──────── Selection

I've been running a web application for the past 6 months and it just crossed 15...

empath75 · on July 26, 2017

150,000 views a month is like a hit every two seconds. That's nothing. Talk to me when you're managing 150000 hits a second.

Edit: sorry didn't mean to imply that your site isn't successful, only that in terms of traffic, it doesn't make aws worth it.

jazoom · on July 26, 2017

I don't understand the point of your comment. The parent was simply explaining why they don't need extreme scalability with their scenario. No one is under the impression that multiplying their traffic by 75000 (so you work at Google then?) will not require a big server upgrade.

empath75 · on July 26, 2017

He's making a judgement on the value of aws using a use case that makes no sense to use aws, anyway. He could be doing something similar with lightsail on aws at similar cost if he really wanted to, though.

problems · on July 26, 2017

> He's making a judgement on the value of aws using a use case that makes no sense to use aws,

I think the problem here is that a lot of people use AWS when there's no value in using AWS. It's commonly reached for as a first choice when it's often not a good option if you're looking to run lean.

────────────────
──────── Records for the task

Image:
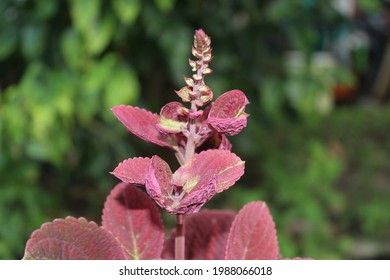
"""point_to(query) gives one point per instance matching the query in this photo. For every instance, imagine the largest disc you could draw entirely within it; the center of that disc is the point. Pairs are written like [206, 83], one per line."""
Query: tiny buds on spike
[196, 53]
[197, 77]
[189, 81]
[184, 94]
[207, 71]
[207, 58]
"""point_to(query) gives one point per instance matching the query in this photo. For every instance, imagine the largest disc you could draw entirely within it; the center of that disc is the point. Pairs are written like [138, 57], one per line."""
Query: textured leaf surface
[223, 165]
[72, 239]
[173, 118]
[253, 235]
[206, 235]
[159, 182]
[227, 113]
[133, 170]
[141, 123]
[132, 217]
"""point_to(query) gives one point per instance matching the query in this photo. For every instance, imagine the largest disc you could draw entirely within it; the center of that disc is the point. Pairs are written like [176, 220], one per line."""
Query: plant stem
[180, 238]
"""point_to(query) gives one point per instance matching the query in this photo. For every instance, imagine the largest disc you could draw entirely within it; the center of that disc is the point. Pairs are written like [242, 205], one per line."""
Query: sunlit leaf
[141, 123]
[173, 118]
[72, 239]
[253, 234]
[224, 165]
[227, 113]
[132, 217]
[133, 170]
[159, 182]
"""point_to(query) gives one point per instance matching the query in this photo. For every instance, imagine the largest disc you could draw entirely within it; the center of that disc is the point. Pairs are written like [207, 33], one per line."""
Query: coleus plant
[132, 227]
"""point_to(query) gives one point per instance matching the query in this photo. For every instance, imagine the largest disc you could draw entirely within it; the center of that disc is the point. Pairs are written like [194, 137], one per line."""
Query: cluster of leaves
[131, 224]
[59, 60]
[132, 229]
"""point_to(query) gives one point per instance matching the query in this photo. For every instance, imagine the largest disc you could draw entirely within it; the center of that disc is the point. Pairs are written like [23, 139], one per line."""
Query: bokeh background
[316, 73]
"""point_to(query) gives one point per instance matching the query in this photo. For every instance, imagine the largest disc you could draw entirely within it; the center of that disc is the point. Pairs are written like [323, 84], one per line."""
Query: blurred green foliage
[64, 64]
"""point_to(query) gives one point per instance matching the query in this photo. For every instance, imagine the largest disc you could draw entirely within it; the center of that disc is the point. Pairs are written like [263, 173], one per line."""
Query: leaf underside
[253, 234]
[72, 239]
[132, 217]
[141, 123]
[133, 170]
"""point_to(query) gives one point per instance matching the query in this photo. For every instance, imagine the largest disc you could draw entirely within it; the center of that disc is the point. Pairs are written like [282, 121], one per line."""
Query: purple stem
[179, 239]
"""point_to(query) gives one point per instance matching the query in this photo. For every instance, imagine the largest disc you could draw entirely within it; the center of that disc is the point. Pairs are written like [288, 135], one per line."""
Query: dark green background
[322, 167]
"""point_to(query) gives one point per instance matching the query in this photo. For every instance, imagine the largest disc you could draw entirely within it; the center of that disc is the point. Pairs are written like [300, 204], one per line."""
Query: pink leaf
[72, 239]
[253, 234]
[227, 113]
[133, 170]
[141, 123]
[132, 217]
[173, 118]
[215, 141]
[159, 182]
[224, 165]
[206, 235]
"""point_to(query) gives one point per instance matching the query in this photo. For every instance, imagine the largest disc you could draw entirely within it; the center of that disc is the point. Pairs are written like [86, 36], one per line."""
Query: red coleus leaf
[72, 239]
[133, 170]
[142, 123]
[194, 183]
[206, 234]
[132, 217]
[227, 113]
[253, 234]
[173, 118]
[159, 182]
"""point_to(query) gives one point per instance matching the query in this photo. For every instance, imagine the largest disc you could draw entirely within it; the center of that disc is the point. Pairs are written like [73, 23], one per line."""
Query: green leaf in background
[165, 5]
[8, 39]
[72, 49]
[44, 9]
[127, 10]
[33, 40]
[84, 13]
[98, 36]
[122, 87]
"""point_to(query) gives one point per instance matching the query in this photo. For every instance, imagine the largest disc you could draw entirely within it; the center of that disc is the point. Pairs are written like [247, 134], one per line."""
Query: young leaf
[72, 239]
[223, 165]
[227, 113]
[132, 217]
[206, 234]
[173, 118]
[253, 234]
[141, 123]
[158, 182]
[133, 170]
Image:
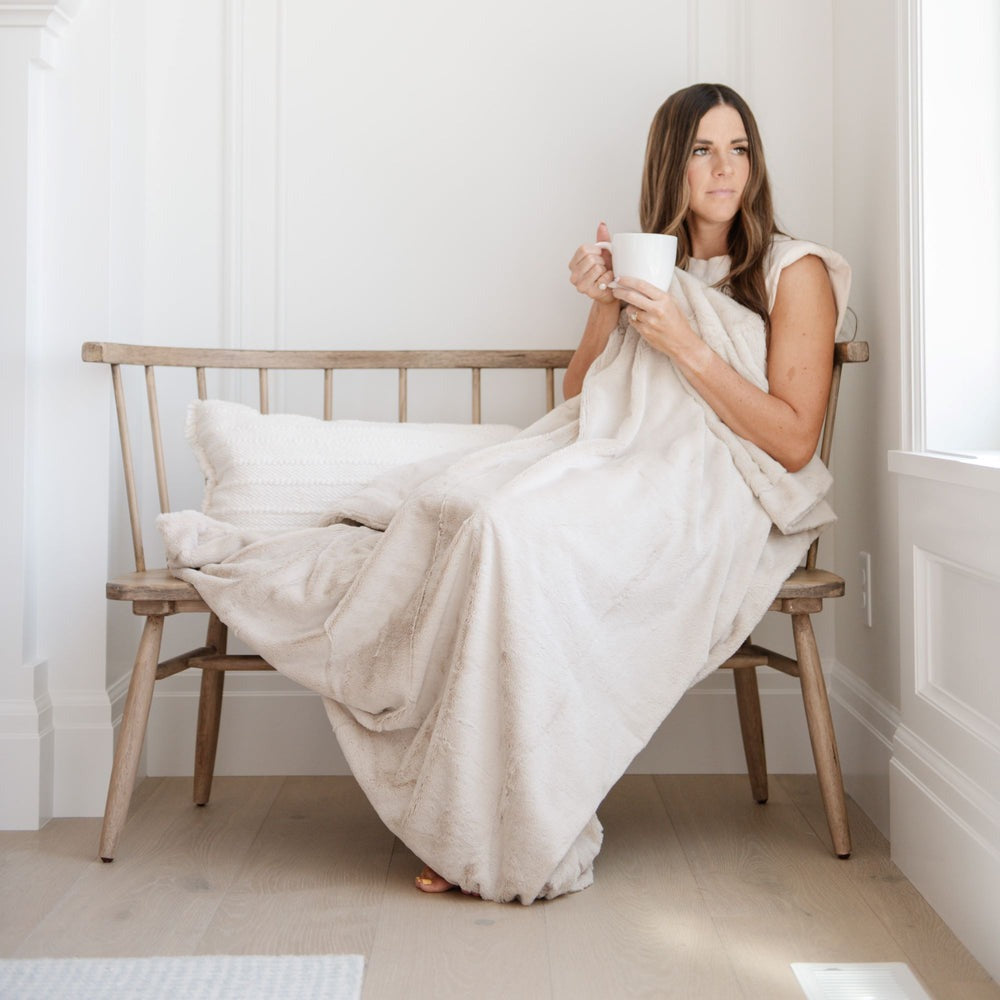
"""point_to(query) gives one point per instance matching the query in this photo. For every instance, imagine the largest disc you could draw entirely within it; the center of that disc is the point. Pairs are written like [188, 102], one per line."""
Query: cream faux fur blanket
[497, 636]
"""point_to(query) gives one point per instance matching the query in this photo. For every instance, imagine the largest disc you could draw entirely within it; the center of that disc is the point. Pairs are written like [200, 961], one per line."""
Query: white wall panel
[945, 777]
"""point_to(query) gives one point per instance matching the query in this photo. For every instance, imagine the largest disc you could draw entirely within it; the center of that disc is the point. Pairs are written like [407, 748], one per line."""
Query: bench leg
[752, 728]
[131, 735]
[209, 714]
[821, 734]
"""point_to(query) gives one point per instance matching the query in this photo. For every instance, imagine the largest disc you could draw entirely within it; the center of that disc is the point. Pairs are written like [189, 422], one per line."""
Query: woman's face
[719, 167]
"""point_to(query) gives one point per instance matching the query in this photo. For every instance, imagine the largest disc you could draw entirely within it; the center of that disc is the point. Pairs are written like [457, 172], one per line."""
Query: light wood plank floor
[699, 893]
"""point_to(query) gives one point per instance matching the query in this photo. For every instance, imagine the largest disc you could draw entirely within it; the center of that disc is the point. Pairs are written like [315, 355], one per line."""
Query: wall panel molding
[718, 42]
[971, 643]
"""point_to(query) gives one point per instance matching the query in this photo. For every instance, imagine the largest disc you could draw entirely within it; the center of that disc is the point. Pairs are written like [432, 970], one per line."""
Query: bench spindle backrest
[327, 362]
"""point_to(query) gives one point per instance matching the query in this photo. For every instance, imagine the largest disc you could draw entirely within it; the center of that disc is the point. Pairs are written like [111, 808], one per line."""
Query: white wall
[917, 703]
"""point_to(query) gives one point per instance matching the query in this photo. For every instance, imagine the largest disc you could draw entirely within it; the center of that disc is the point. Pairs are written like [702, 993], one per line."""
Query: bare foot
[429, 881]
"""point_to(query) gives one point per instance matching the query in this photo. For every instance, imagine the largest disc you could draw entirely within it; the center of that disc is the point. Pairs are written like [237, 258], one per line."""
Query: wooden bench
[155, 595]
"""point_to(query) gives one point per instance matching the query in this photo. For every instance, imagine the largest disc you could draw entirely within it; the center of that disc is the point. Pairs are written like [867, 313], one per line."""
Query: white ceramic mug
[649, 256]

────────────────

Requests:
(a) Substitute "hardware upgrade" for "server upgrade" and give the forum thread again, from the part that opens with the words "jazoom · on" through the words "wanted to, though.".
(b) Repeat the part of the records that opens with the line containing "[457, 172], one" and closes with the last line of the records, including both ends.

The replies:
(a)
jazoom · on July 26, 2017

I don't understand the point of your comment. The parent was simply explaining why they don't need extreme scalability with their scenario. No one is under the impression that multiplying their traffic by 75000 (so you work at Google then?) will not require a big hardware upgrade.

empath75 · on July 26, 2017

He's making a judgement on the value of aws using a use case that makes no sense to use aws, anyway. He could be doing something similar with lightsail on aws at similar cost if he really wanted to, though.

(b)
"""point_to(query) gives one point per instance matching the query in this photo. For every instance, imagine the largest disc you could draw entirely within it; the center of that disc is the point. Pairs are written like [457, 172], one per line."""
Query: light wood plank floor
[699, 893]
"""point_to(query) gives one point per instance matching the query in this photo. For every instance, imagine the largest disc you could draw entirely within it; the center of that disc is the point. Pairs are written like [315, 355], one per line."""
Query: wall panel molding
[718, 42]
[971, 643]
"""point_to(query) gives one point per instance matching the query in this photo. For every instance, imagine the largest disc you could draw entirely within it; the center of that disc is the point. Pairs are written like [432, 970], one per line."""
Query: bench spindle backrest
[327, 362]
"""point_to(query) gives one point per instance matching the query in this photo. For every instance, imagine the largest disc you could draw entirely within it; the center of that disc is the point. Pairs are written like [111, 808], one per line."""
Query: white wall
[917, 703]
"""point_to(query) gives one point per instance matching the query in this photo. For every instance, imagine the largest disc you could draw entirely within it; the center of that disc is the point. Pairs are written like [702, 993], one per line."""
Query: bare foot
[429, 881]
"""point_to(query) gives one point per instance matching the query in this photo. For every instance, imagine the largest disc you could draw entirely within it; the center of that disc is the point. Pairs are written like [237, 258], one per line."""
Query: wooden bench
[155, 595]
"""point_to(query) gives one point per instance matching the query in this photo. For every instance, imagine the largest disc you could draw entirely within it; the center of that disc is the point. Pairs are written like [867, 313], one per line."""
Query: white ceramic mug
[649, 256]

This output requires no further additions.